Assignment. Could you output the entire listing without altering anything?

Dataset content.
== Segment start ==

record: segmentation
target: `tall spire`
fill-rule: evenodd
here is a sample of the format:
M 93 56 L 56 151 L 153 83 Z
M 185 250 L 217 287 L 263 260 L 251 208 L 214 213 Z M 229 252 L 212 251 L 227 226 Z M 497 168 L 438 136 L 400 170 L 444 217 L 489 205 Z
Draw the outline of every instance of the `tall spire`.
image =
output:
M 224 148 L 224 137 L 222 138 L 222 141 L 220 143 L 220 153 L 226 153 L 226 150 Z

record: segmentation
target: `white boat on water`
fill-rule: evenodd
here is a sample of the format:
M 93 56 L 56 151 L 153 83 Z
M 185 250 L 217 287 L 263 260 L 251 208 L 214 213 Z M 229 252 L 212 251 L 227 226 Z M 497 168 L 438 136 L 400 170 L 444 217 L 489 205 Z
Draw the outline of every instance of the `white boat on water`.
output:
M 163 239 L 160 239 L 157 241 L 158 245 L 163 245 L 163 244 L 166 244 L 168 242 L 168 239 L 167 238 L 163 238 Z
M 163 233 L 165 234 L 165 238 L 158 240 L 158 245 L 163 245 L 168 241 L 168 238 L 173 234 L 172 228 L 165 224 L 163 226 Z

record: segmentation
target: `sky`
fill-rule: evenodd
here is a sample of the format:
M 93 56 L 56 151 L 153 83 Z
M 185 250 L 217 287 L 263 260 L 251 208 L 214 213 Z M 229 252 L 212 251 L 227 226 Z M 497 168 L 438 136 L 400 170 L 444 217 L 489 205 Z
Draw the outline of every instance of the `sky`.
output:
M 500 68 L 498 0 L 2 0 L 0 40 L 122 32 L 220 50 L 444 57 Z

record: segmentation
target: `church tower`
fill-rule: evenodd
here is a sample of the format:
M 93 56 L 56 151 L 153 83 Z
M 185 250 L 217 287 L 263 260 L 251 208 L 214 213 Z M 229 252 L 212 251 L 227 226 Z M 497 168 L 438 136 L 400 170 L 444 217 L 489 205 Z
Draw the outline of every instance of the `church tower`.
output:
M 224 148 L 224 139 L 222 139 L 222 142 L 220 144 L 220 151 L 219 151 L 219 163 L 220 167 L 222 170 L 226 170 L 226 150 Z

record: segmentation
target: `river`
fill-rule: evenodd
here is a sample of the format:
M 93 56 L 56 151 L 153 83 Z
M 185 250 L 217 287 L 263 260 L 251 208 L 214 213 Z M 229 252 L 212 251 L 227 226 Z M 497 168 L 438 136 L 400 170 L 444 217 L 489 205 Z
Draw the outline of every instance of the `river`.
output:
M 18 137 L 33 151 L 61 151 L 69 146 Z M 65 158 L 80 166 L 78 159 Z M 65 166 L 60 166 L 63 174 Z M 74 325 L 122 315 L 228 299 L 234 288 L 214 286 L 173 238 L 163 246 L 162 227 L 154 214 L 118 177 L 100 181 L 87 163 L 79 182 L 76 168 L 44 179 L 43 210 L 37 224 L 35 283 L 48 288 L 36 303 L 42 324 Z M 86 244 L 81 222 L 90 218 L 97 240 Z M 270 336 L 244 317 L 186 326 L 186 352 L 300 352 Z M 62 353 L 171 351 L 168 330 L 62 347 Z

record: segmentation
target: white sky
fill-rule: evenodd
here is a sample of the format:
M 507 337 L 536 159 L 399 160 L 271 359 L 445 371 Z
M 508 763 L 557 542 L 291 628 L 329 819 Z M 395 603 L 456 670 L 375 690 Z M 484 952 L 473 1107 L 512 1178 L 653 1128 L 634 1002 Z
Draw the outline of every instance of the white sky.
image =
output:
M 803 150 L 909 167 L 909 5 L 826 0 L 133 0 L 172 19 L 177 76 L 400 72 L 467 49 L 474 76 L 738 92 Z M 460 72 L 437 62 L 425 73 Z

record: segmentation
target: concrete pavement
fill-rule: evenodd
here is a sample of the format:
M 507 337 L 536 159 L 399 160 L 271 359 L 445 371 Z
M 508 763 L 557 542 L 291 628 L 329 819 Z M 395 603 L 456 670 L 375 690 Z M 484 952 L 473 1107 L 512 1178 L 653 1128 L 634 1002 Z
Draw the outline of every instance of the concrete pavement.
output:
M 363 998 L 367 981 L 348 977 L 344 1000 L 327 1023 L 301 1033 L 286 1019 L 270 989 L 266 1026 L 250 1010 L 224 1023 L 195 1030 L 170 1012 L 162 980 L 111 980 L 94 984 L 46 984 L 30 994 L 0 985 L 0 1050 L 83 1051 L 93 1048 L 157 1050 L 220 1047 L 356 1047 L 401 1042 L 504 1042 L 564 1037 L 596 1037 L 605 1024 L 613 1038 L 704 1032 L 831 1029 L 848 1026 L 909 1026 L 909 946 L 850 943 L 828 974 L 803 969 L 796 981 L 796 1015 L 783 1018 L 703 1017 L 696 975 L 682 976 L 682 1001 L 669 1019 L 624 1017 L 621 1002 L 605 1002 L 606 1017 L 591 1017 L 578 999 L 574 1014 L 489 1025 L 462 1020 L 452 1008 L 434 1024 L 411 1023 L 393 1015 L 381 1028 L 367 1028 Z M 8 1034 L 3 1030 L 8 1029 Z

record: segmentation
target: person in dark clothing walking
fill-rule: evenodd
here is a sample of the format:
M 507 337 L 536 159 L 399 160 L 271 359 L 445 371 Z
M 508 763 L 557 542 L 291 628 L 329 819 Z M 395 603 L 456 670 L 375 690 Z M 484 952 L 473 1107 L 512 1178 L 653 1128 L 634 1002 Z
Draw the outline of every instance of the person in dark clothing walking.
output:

== Segment end ==

Your solution.
record: segmentation
target: `tall spire`
fill-rule: evenodd
here is a sample of the format:
M 93 56 L 56 151 L 153 83 Z
M 185 250 L 217 287 L 263 260 L 251 208 L 214 213 Z M 229 252 L 212 251 L 227 226 Z M 497 168 L 438 136 L 400 170 L 444 217 L 489 205 Z
Draw the outline of every instance of the `tall spire`.
image =
output:
M 224 148 L 224 137 L 222 138 L 222 141 L 220 143 L 220 153 L 226 153 L 226 150 Z

record: segmentation
target: `white boat on water`
fill-rule: evenodd
here is a sample of the format:
M 93 56 L 56 151 L 153 83 Z
M 185 250 L 217 287 L 263 260 L 251 208 L 214 213 Z M 229 252 L 212 251 L 227 226 Z M 497 168 L 438 136 L 400 170 L 444 217 L 489 205 Z
Draw the outline of every instance of the `white boat on water`.
output:
M 163 239 L 160 239 L 157 241 L 158 245 L 163 245 L 163 244 L 166 244 L 168 242 L 168 239 L 167 238 L 163 238 Z
M 163 233 L 165 234 L 165 238 L 158 240 L 158 245 L 163 245 L 168 241 L 168 238 L 173 234 L 172 228 L 165 224 L 163 226 Z

record: segmentation
target: `sky`
fill-rule: evenodd
here is a sample of the format:
M 93 56 L 56 151 L 153 83 Z
M 185 250 L 217 287 L 263 260 L 251 208 L 214 213 Z M 229 252 L 212 251 L 227 226 Z M 497 168 L 438 136 L 400 170 L 444 217 L 489 205 Z
Draw the outline of every instance of the `sky`.
output:
M 500 68 L 498 0 L 2 0 L 0 40 L 122 32 L 220 50 L 444 57 Z

record: segmentation
target: `church tower`
fill-rule: evenodd
here is a sample of the format:
M 93 56 L 56 151 L 153 83 Z
M 185 250 L 217 287 L 263 260 L 251 208 L 214 213 Z M 229 252 L 212 251 L 227 226 Z M 497 168 L 438 136 L 400 170 L 444 217 L 489 205 Z
Draw the outline of every instance of the `church tower`.
output:
M 224 148 L 224 139 L 222 139 L 222 142 L 220 144 L 220 151 L 219 151 L 219 163 L 220 167 L 222 170 L 226 170 L 226 150 Z

record: segmentation
target: `river`
fill-rule: evenodd
here is a sample of the format:
M 93 56 L 56 151 L 153 83 Z
M 185 250 L 217 287 L 263 260 L 251 208 L 214 213 Z M 229 252 L 212 251 L 227 226 Z M 497 168 L 438 136 L 400 170 L 444 217 L 489 205 Z
Draw the outline of every instance of the `river`.
output:
M 18 137 L 33 151 L 61 151 L 69 146 Z M 65 158 L 80 166 L 78 159 Z M 65 166 L 60 166 L 63 174 Z M 74 325 L 122 315 L 228 299 L 234 288 L 214 286 L 173 238 L 163 246 L 162 227 L 154 214 L 118 177 L 100 181 L 87 163 L 79 182 L 76 168 L 44 179 L 43 210 L 37 224 L 35 283 L 48 288 L 36 303 L 42 324 Z M 86 244 L 81 222 L 90 218 L 97 240 Z M 270 336 L 244 317 L 186 326 L 186 352 L 300 352 Z M 62 353 L 171 351 L 168 330 L 62 347 Z

record: segmentation
target: white sky
fill-rule: evenodd
here is a sample of the format:
M 507 337 L 536 159 L 399 160 L 271 359 L 445 371 Z
M 508 763 L 557 542 L 291 628 L 329 819 Z M 395 603 L 456 670 L 375 690 Z M 484 952 L 473 1107 L 512 1178 L 653 1128 L 634 1002 Z
Draw the outline of every instance of the white sky.
image =
output:
M 803 150 L 909 167 L 909 5 L 826 0 L 133 0 L 172 19 L 177 76 L 400 72 L 467 49 L 474 76 L 738 92 Z M 460 72 L 437 62 L 425 73 Z

record: segmentation
target: concrete pavement
fill-rule: evenodd
here is a sample of the format:
M 507 337 L 536 159 L 399 160 L 271 359 L 445 371 Z
M 508 763 L 557 542 L 291 628 L 329 819 Z M 395 603 L 456 670 L 375 690 Z M 484 952 L 473 1107 L 512 1178 L 653 1128 L 634 1002 Z
Draw the outline of every instance of the concrete pavement.
output:
M 363 998 L 367 981 L 348 977 L 344 1000 L 327 1023 L 301 1033 L 286 1019 L 270 989 L 266 1026 L 250 1010 L 224 1023 L 195 1030 L 170 1012 L 162 980 L 111 980 L 94 984 L 46 984 L 30 994 L 0 985 L 0 1050 L 83 1051 L 93 1048 L 157 1050 L 220 1047 L 356 1047 L 401 1042 L 504 1042 L 564 1037 L 596 1037 L 605 1024 L 613 1038 L 704 1032 L 831 1029 L 848 1026 L 909 1026 L 909 946 L 850 943 L 828 974 L 803 969 L 796 981 L 796 1015 L 783 1018 L 703 1017 L 696 975 L 682 976 L 682 1001 L 669 1019 L 624 1017 L 621 1002 L 605 1002 L 606 1017 L 591 1017 L 578 999 L 574 1014 L 489 1025 L 462 1020 L 452 1008 L 434 1024 L 411 1023 L 393 1015 L 381 1028 L 367 1028 Z M 8 1034 L 3 1030 L 8 1029 Z

record: segmentation
target: person in dark clothing walking
fill-rule: evenodd
here is a sample of the format:
M 507 337 L 536 159 L 399 160 L 271 359 L 445 371 Z
M 508 763 L 557 542 L 291 628 L 329 819 Z M 395 603 L 456 670 L 375 690 Z M 484 952 L 473 1107 L 512 1178 L 653 1128 L 634 1002 Z
Draw the outline of every instance of the person in dark clothing walking.
output:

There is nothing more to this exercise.